Art moderne

DÉBUT DU XXE SIÈCLE

La Fresnaye, auteur d’une “peinture d’amateur” ?

Par Élisabeth Santacreu · Le Journal des Arts

Le 12 décembre 2018 - 521 mots

VILLEFRANCHE-SUR-SAÔNE (RHÔNE)

Autour de ses œuvres les plus apparentées au cubisme, le Musée Paul-Dini présente la diversité des recherches du peintre.

Villefranche-sur-Saône (Rhône). Roger de La Fresnaye (1885-1925) est né au Mans au hasard d’une affectation de son père, militaire de carrière. C’est cependant dans la Loire, au château de Beauvernay situé à Saint-Nizier-sous-Charlieu, propriété de sa mère, qu’il avait ses racines et venait peindre chaque année. Le musée municipal Paul-Dini de Villefranche-sur-Saône, qui se consacre aux arts en région Auvergne-Rhône-Alpes, était donc tout désigné pour organiser une rétrospective après celle qui eut lieu au Musée de Tessé au Mans en 2005.

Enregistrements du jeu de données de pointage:

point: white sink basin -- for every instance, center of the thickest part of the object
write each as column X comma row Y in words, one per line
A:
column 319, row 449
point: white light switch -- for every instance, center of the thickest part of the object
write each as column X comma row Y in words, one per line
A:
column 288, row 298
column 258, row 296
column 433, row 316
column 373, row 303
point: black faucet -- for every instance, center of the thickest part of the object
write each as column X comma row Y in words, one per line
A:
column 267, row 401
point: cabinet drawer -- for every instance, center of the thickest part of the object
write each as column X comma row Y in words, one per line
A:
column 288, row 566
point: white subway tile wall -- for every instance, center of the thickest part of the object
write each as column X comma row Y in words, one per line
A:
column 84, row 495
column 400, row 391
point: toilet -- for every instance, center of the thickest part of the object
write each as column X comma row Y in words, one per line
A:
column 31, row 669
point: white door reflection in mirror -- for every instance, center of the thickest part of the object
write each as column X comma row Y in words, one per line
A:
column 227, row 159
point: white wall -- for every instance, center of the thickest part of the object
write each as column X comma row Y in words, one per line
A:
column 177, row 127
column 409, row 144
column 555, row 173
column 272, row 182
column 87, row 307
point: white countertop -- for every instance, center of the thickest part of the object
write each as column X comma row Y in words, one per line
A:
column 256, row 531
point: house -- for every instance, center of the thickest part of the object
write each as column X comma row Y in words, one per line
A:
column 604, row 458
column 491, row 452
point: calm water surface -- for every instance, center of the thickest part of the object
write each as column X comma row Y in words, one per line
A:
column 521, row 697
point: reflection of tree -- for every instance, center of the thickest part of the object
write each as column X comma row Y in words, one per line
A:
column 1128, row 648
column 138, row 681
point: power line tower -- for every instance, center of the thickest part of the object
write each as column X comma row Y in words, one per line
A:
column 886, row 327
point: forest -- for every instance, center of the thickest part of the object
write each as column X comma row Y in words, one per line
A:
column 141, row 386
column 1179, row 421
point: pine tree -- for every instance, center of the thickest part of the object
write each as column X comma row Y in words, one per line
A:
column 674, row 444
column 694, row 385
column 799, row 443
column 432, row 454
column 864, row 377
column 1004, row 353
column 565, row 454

# TÂCHES À RÉALISER
[A] Pour chacune des affirmations suivantes, indiquez si elle concorde avec l’article sur La Fresnaye, en répondant par oui ou par non et en citant les mots décisifs de l’article : (i) Roger de La Fresnaye est né au Mans ; (ii) le château de Beauvernay appartenait au père du peintre ; (iii) une rétrospective consacrée au peintre avait déjà eu lieu au Musée de Tessé en 2005.
[B] Mettez à jour le passage de l’article sur La Fresnaye qui s’ouvre sur les mots « Art moderne » et se clôt sur « recherches du peintre. », en remplaçant « cubisme » par « fauvisme ».

# RÉPONSES PAR TÂCHE
[A]
(i) Oui : « Roger de La Fresnaye (1885-1925) est né au Mans ».
(ii) Non : « au château de Beauvernay situé à Saint-Nizier-sous-Charlieu, propriété de sa mère ».
(iii) Oui : « après celle qui eut lieu au Musée de Tessé au Mans en 2005 ».

[B]
Art moderne

DÉBUT DU XXE SIÈCLE

La Fresnaye, auteur d’une “peinture d’amateur” ?

Par Élisabeth Santacreu · Le Journal des Arts

Le 12 décembre 2018 - 521 mots

VILLEFRANCHE-SUR-SAÔNE (RHÔNE)

Autour de ses œuvres les plus apparentées au fauvisme, le Musée Paul-Dini présente la diversité des recherches du peintre.